**Aim of the exercise**
Please count the lines in the records below that contain the string "jacket", matching case exactly, and reply with that number alone.

**Available data**
— START —
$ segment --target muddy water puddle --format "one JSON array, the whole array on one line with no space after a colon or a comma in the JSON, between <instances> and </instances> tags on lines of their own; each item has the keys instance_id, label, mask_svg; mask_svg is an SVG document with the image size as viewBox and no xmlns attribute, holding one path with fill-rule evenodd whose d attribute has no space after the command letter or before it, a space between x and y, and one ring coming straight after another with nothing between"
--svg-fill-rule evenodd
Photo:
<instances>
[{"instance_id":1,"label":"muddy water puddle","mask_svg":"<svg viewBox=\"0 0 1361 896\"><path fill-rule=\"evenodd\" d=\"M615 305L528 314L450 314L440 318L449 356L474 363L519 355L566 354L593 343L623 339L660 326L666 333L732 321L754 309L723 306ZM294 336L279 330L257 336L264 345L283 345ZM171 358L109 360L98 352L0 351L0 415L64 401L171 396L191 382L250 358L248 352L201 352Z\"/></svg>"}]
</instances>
— END —
— START —
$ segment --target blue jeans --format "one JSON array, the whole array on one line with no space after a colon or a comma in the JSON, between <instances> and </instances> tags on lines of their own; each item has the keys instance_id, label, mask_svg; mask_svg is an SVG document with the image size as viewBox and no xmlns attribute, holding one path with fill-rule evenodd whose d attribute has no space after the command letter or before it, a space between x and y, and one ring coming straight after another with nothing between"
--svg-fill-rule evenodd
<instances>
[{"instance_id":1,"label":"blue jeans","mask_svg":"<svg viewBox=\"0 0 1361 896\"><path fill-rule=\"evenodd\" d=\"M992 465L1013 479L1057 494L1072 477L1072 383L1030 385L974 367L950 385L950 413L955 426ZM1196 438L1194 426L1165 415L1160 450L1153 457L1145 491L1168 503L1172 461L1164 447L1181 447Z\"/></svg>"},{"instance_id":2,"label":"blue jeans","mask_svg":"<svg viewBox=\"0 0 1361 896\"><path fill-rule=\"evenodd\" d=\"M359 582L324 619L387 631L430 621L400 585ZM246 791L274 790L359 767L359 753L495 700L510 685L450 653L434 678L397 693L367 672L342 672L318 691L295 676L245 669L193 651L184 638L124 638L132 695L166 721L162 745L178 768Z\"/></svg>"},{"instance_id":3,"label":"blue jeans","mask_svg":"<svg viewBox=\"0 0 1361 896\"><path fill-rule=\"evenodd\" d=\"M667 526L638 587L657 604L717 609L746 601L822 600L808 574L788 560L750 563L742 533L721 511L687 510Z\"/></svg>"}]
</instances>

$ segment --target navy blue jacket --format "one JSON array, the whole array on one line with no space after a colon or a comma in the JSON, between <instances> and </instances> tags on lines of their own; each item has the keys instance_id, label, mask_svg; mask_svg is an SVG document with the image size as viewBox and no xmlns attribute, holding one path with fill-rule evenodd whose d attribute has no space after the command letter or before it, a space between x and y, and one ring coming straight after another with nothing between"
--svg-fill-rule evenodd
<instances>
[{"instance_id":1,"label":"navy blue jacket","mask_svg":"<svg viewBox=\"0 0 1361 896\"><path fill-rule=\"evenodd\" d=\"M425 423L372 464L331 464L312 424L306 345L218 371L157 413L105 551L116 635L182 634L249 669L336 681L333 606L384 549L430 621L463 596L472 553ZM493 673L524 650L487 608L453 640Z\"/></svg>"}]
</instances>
— END —
**Complete response**
2